*PROBLEM TO SOLVE*. When you find the line with "Question. Identify the wooden desk" among the records below, reproduce it and each line after it exactly, ending with the line with "Question. Identify the recessed".

··· LISTED RECORDS

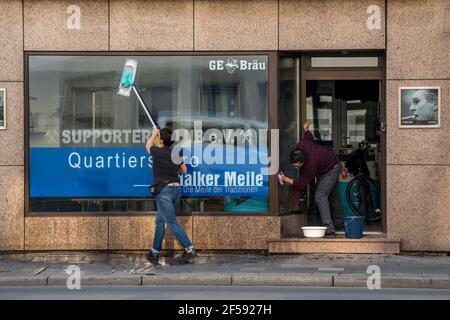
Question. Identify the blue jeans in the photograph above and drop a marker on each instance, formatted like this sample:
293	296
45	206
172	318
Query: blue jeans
166	202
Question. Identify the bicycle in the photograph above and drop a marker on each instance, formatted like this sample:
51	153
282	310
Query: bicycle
361	201
363	192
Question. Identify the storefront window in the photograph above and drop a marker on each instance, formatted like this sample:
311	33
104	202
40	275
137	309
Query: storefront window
86	143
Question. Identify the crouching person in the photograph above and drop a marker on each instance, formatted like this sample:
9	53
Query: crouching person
165	178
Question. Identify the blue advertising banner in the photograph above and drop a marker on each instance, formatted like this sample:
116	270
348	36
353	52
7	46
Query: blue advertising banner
127	172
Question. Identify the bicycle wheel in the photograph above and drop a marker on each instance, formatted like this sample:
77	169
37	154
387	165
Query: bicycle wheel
354	194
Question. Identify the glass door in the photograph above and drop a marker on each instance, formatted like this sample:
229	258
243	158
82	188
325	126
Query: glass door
344	116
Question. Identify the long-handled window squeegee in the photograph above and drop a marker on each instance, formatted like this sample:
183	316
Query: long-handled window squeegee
127	85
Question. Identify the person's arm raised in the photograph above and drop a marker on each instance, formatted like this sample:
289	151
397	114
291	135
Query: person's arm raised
151	140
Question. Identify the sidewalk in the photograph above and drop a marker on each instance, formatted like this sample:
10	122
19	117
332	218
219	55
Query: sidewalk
225	269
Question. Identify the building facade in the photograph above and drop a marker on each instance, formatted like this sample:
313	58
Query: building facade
73	169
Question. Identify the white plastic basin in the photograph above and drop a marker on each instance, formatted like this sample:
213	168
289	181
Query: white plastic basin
314	232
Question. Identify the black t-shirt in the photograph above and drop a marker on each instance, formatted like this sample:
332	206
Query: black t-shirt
163	167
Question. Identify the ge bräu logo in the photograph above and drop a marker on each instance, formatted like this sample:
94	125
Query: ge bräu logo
231	65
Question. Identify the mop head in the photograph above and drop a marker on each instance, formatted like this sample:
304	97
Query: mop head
128	75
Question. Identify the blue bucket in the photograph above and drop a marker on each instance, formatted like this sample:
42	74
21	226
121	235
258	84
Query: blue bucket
354	227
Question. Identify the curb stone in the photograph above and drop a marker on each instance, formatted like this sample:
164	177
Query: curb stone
238	279
23	281
97	281
277	279
196	279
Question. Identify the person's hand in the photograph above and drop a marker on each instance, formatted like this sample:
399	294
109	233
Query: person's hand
306	126
287	180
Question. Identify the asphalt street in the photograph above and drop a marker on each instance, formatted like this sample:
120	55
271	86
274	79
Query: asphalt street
217	293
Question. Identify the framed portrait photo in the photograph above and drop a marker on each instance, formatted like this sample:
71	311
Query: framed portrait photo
419	107
2	108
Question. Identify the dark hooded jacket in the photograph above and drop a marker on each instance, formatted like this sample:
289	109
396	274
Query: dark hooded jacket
319	160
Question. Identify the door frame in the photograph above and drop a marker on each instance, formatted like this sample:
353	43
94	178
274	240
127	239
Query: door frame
350	73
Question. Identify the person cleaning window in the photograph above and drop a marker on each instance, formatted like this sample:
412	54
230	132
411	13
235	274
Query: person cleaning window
317	161
166	188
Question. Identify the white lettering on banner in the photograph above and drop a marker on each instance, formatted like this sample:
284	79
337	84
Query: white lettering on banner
106	136
231	179
77	161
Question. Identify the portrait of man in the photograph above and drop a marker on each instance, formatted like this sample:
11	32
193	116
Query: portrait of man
419	107
2	109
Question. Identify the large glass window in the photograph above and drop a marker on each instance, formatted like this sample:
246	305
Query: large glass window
87	142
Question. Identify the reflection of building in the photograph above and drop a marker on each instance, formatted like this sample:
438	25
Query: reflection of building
299	64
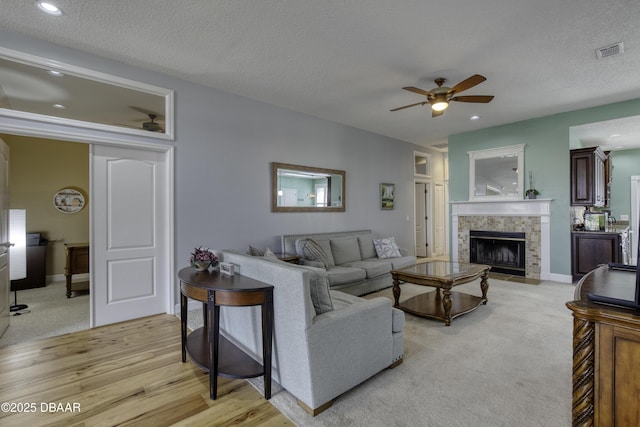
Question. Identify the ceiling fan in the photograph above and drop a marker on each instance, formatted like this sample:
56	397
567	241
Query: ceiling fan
439	97
151	125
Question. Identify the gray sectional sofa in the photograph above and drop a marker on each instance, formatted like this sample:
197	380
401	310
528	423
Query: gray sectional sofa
352	263
325	341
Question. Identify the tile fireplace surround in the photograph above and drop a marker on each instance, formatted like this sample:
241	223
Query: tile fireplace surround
528	216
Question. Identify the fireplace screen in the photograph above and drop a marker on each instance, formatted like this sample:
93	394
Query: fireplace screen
503	251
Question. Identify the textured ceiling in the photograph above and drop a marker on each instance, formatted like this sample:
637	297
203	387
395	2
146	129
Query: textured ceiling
347	61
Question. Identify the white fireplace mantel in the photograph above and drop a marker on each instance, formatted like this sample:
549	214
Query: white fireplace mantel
526	207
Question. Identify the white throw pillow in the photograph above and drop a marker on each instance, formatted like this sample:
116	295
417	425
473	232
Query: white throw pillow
386	248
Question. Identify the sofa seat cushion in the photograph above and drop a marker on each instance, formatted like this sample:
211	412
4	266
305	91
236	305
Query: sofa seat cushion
372	268
345	250
342	300
342	275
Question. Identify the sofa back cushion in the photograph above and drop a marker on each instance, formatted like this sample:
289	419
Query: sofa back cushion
345	249
386	248
367	250
314	251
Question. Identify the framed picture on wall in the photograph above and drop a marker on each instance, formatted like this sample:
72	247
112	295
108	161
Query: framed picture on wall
387	192
68	200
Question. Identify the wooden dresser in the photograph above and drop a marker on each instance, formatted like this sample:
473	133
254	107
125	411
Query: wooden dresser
606	354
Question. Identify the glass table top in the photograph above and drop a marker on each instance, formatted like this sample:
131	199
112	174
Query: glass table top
441	268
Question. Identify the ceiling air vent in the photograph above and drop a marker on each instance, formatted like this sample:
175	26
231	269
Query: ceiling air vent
612	49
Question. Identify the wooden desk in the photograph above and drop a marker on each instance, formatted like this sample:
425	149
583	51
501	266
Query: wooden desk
606	354
77	262
206	347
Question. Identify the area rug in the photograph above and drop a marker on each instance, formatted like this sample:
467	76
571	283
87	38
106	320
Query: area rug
505	364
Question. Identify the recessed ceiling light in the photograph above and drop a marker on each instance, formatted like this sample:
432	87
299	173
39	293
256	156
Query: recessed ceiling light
49	8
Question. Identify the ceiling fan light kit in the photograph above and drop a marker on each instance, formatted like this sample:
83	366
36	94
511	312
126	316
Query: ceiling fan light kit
440	97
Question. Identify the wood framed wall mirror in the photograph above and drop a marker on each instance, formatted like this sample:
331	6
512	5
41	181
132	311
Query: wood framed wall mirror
46	90
496	173
296	188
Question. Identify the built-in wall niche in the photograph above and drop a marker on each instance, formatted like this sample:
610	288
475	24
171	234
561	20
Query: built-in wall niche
46	90
496	173
421	164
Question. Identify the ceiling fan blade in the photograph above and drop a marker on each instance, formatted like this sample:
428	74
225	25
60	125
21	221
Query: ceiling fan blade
417	90
410	105
467	84
146	112
473	98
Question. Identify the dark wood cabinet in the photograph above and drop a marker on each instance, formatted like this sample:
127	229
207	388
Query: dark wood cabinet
36	270
589	249
589	177
606	354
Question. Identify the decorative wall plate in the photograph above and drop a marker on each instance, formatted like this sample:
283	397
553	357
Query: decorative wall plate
68	200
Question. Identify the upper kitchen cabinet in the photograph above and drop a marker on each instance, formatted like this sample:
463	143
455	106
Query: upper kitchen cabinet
589	177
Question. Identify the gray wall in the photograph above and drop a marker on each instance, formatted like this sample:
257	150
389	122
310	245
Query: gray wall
224	146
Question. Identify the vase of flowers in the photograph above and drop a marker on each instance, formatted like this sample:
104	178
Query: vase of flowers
531	193
202	258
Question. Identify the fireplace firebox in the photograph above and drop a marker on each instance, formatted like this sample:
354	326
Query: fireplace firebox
504	251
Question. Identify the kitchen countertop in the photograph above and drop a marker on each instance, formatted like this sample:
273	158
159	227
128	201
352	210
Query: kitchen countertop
611	229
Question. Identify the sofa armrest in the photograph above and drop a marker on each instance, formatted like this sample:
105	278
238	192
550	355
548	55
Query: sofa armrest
347	346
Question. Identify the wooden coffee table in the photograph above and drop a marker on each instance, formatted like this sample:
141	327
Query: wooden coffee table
444	275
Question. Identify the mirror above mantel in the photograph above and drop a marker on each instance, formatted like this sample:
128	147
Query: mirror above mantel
496	173
45	90
296	188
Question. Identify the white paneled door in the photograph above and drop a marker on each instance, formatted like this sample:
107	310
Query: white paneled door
421	219
130	253
5	305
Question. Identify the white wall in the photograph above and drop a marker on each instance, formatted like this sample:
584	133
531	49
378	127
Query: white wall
224	146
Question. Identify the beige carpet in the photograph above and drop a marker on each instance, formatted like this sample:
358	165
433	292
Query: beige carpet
50	314
505	364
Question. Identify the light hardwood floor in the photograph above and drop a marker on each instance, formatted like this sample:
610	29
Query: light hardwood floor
129	373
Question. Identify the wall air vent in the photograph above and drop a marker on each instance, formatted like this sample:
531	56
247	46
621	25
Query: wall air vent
612	49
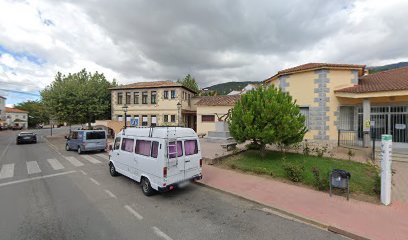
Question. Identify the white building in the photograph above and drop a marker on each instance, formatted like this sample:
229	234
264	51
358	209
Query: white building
16	117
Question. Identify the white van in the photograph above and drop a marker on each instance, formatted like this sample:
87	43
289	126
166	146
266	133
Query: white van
160	158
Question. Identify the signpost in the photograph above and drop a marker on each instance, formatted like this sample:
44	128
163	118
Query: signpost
386	151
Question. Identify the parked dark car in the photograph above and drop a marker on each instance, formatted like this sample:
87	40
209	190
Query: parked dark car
26	137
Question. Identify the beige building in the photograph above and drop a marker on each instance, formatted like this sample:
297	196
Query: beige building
157	103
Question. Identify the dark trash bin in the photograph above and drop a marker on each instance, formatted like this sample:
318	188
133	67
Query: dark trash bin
340	179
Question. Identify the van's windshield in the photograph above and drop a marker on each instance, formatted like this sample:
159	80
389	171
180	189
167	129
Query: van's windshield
95	135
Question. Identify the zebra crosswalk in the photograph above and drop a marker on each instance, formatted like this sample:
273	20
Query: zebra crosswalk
36	167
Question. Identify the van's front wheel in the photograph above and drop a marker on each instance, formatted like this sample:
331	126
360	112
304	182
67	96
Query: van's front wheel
146	187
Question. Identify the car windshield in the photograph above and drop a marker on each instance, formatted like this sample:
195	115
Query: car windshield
95	135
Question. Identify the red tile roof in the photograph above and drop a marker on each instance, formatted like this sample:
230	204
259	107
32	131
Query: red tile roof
316	66
227	100
15	110
391	80
154	84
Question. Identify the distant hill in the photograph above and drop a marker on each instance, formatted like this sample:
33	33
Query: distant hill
225	88
387	67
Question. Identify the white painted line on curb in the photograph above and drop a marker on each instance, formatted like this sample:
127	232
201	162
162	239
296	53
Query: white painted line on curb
74	161
94	181
110	193
91	159
35	178
32	167
132	211
7	171
55	164
160	233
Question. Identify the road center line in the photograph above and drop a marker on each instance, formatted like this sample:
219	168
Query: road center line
110	193
161	234
94	181
132	211
35	178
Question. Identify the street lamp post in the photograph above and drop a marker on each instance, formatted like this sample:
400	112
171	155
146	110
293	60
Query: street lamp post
125	108
178	113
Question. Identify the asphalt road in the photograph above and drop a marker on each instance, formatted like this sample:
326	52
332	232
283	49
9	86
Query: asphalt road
45	195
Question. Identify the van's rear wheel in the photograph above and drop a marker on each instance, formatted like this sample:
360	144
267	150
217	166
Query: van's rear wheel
146	187
112	170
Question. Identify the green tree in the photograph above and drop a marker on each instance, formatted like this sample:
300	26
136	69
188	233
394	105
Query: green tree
267	116
37	112
190	83
79	97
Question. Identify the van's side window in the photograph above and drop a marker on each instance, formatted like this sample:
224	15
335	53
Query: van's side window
143	147
172	149
190	147
155	149
117	143
127	144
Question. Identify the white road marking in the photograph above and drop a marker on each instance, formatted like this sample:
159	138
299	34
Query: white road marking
104	156
7	171
55	164
35	178
160	233
74	161
94	181
91	159
132	211
110	193
32	167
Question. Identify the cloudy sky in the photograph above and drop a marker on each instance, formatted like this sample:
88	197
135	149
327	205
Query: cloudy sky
214	40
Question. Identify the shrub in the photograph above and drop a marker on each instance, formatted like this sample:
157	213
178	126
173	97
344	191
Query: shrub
293	171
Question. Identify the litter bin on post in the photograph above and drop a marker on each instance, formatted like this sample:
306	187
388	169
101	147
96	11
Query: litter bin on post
340	179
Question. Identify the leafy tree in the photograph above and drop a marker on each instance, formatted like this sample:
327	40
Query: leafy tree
267	116
79	97
37	113
190	83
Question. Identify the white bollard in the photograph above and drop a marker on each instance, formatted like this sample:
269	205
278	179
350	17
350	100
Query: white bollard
386	175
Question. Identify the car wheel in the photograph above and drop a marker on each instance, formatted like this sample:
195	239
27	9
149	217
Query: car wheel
146	187
112	170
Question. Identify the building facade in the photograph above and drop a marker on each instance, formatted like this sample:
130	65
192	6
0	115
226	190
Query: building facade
160	103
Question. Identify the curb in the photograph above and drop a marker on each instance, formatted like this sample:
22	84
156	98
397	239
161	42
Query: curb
296	217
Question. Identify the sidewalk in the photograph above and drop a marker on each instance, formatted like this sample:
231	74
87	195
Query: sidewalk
360	218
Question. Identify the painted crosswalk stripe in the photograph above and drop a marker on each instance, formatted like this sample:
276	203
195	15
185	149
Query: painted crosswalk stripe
55	164
104	156
91	159
7	171
32	167
74	161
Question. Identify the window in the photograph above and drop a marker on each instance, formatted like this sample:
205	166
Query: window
155	149
95	135
144	97
117	143
143	147
190	147
127	144
120	98
153	97
207	118
172	149
305	112
136	98
144	120
128	97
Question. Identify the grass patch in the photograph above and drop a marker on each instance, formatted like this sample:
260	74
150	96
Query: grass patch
363	176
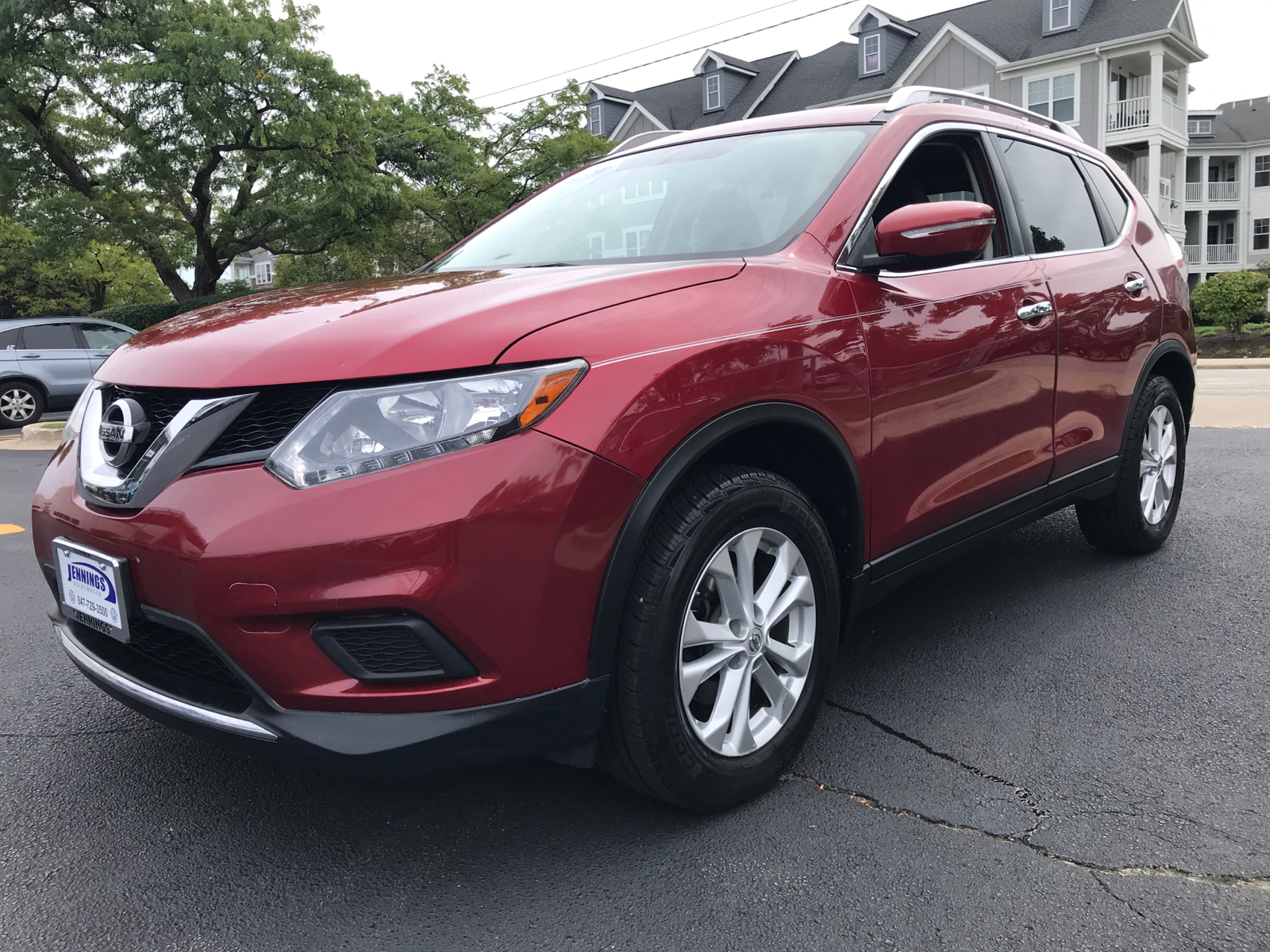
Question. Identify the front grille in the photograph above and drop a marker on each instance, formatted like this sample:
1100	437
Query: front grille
171	660
389	653
262	425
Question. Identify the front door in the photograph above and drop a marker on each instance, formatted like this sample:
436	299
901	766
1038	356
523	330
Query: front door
52	355
962	370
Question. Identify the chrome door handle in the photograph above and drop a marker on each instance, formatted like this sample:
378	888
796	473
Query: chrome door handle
1033	313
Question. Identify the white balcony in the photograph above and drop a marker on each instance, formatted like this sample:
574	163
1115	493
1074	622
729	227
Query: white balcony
1130	114
1223	192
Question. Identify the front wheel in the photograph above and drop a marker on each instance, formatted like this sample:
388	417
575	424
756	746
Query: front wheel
1140	514
727	644
19	404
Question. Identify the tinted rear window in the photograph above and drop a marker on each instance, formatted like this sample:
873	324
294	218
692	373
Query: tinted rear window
50	336
1118	206
1057	207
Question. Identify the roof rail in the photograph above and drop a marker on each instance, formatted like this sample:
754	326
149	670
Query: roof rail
914	95
641	139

······

*ANSWER FOR THE TASK*.
Question. Identify the wooden desk in the photograph above and drop a marker on each instance, formatted like this sample:
425	149
583	51
501	266
Query: wooden desk
606	354
77	262
206	347
Question. Identify the area rug in the photograph above and drop a marker on each instance, formatted like this sample:
467	76
571	283
87	38
106	320
Query: area rug
505	364
Question. Identify the recessed ceiling light in the photograph above and drop a marker on each instance, formatted like this sample:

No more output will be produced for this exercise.